→ PROMPT A: In the listing, between the line holding "the curb, pixel" and the end of the listing, inclusive, change "Sample output" to "Example output" wherever it occurs. Give those lines again with nothing else altered.

→ SOURCE EXCERPT:
# # # #
Pull the plugs, clean them off, put them back in, take it for a run down the highway, let the engine cool off, pull the plugs again and see what #3 looks like compared to the other ones.
A bad injector is another good possibility as mentioned in post #7, then again, could also be the injector driver in the ECU. Maybe swap #3 with another cylinder's injector and see if anything changes.
Lots of possibilities here...that's kinda what sucks...


----------



## Nickaltima (Jan 11, 2008)

jdgrotte said:


> If I can throw my 2 cents in here...
> I'm not so sure I'd be using starting fluid to do this...if I was a mechanical newb and such. Maybe get some WD40 or some carb cleaner. Quite a bit less flammable, the change in rpm won't be as large, but it will be far less likely to blow up in your face. I'm not saying you won't be careful or anything like that, but if you don't know or aren't sure what and/or where you're spraying, you could end up with one less eyebrow than normal!
> Spraying - yes, spray all over, a little at a time, listen to the engine, watch the rpm for a noticeable AND REPEATABLE change when you spray.
> P0303 - Problem with a specific misfire code with the "older" ECUs is that they're making a rough guess. The newer ECUs with high res crank angle sensors, multiple O2 sensors, and faster processors are much more accurate at guessing these types of codes. The "older" ECUs like yours will likely set a specific cylinder misfire code based on electrical activity of the coils/plugs/etc, but can easily be tripped up by vacuum leaks causing lean misfires. I'm surprised you don't have any other codes (i.e. rich mixture, etc).
> ...


i just had to go through this guessing game myself man so i know what im talking about..there is nothing even remotely close to the mani that could start a fire..my intake gasket was leaking causing a p0300 code so if hes getting a p0303 code its not that bad..just use the starting fluid and be careful and youll be fine..and yes spray all parts of the throttle body too for leaks just dont get it close to the throttle plate cause it might get sucked in and cause it to go up in rpm and give u a false reading..and the starting fluid is 100% needed i tried using carb cleaner and propane and i couldnt feel anything then switched to the starting fluid and found it instantly..but the only thing i agree with here is switching all number 3cyl stuff to another cyl and see if it moves the code..dont scare this guy and tell him its gonna b hard to find the problem..MY SITUATION WAS HARD when you get a random multiple missfire you have no idea what cylinder is malfunctioning at what time..I WISH i could have been so lucky as to have a specific code like that..again man good luck and pm or ask questions to whoever YOU trust


----------



## jdg (Aug 27, 2009)
# # # #
→ EXTRACTED MATERIAL:
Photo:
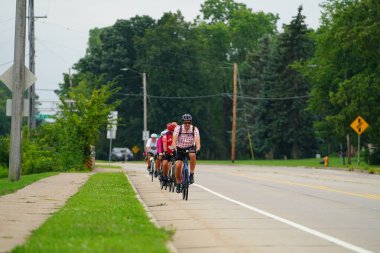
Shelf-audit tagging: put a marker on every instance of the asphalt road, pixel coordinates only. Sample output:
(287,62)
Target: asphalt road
(268,209)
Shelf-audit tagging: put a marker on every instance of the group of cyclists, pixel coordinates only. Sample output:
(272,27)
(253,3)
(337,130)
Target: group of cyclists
(176,141)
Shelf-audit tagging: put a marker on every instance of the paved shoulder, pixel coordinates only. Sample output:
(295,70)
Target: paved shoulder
(25,210)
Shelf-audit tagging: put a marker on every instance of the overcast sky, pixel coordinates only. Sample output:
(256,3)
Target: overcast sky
(61,38)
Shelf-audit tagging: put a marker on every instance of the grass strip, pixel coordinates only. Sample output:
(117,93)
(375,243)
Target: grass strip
(104,216)
(7,187)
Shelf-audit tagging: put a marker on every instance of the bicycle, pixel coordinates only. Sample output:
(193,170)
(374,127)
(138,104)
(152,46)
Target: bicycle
(171,175)
(152,166)
(185,176)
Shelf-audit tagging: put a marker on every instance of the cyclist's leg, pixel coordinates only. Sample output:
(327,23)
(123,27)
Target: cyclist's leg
(148,160)
(193,161)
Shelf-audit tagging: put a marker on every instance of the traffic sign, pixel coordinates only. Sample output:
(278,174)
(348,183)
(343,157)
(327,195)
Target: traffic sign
(135,149)
(145,135)
(359,125)
(25,109)
(112,125)
(43,116)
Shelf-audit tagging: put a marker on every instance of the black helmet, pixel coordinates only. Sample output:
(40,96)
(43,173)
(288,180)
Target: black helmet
(187,117)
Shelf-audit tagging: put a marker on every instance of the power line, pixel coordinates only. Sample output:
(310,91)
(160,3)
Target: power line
(216,95)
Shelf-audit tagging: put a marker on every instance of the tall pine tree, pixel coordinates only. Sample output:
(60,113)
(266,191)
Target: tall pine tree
(291,131)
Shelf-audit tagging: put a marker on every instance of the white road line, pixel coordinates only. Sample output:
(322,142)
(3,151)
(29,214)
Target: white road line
(291,223)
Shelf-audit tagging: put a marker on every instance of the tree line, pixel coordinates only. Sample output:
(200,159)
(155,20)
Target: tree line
(298,89)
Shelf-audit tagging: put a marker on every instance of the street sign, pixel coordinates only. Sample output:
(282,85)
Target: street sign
(359,125)
(25,112)
(7,78)
(145,135)
(112,125)
(135,149)
(43,116)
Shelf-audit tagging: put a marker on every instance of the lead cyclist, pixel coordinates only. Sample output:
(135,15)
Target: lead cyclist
(186,137)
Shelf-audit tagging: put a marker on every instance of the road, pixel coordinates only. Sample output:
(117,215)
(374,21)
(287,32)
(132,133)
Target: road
(268,209)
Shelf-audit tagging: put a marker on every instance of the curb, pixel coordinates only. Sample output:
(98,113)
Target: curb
(169,244)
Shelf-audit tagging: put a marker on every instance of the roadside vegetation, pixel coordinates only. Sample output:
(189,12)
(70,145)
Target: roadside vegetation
(7,187)
(104,216)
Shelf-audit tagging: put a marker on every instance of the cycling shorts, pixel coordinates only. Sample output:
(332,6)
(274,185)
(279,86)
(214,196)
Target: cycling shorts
(181,152)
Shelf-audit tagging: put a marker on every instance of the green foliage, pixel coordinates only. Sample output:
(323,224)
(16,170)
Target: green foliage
(64,145)
(4,150)
(7,186)
(220,10)
(104,216)
(346,79)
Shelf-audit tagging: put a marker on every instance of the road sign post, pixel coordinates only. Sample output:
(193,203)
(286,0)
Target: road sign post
(359,125)
(111,131)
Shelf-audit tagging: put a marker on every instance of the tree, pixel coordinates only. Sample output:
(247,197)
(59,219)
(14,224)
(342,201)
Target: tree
(219,10)
(346,77)
(291,131)
(5,123)
(258,88)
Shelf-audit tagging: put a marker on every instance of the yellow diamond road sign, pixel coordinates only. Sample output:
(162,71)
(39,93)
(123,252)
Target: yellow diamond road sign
(359,125)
# # # #
→ PROMPT B: State whether each statement agrees with the forum excerpt on the misfire code, answering yes or no and quoting the deciding words. (i) The author of the reply found the leak instantly with carb cleaner and propane. (ii) The quoted post suggests WD40 or carb cleaner instead of starting fluid. (iii) The author of the reply had a leaking intake gasket that caused a P0300 code.

→ CORRECT ANSWER A:
Shelf-audit tagging: put a marker on every instance of the curb, pixel coordinates only. Example output:
(98,113)
Target: curb
(169,244)
Shelf-audit tagging: put a marker on every instance of the roadside vegetation, pixel coordinates only. Example output:
(189,12)
(70,145)
Target: roadside vegetation
(7,187)
(104,216)
Shelf-audit tagging: put a marker on every instance of the cycling shorts, pixel coordinates only. Example output:
(332,6)
(274,185)
(279,86)
(214,196)
Target: cycling shorts
(181,152)
Shelf-audit tagging: put a marker on every instance of the green foliage, pixel coordinates only. Example output:
(323,224)
(16,170)
Target: green foliage
(64,145)
(4,150)
(7,186)
(220,10)
(104,216)
(346,79)
Shelf-audit tagging: put a marker on every instance of the road sign post, pixel coordinates only. Example output:
(193,203)
(286,0)
Target: road sign post
(359,125)
(111,131)
Shelf-audit tagging: put a marker on every instance of the tree, pixel coordinates only. Example output:
(247,197)
(59,219)
(14,224)
(342,201)
Target: tree
(219,10)
(346,77)
(291,131)
(5,123)
(258,88)
Shelf-audit tagging: put a marker on every instance of the yellow diamond road sign, pixel coordinates only. Example output:
(162,71)
(39,93)
(123,252)
Target: yellow diamond road sign
(359,125)

→ CORRECT ANSWER B:
(i) No: "i tried using carb cleaner and propane and i couldnt feel anything then switched to the starting fluid and found it instantly"
(ii) Yes: "Maybe get some WD40 or some carb cleaner."
(iii) Yes: "my intake gasket was leaking causing a p0300 code"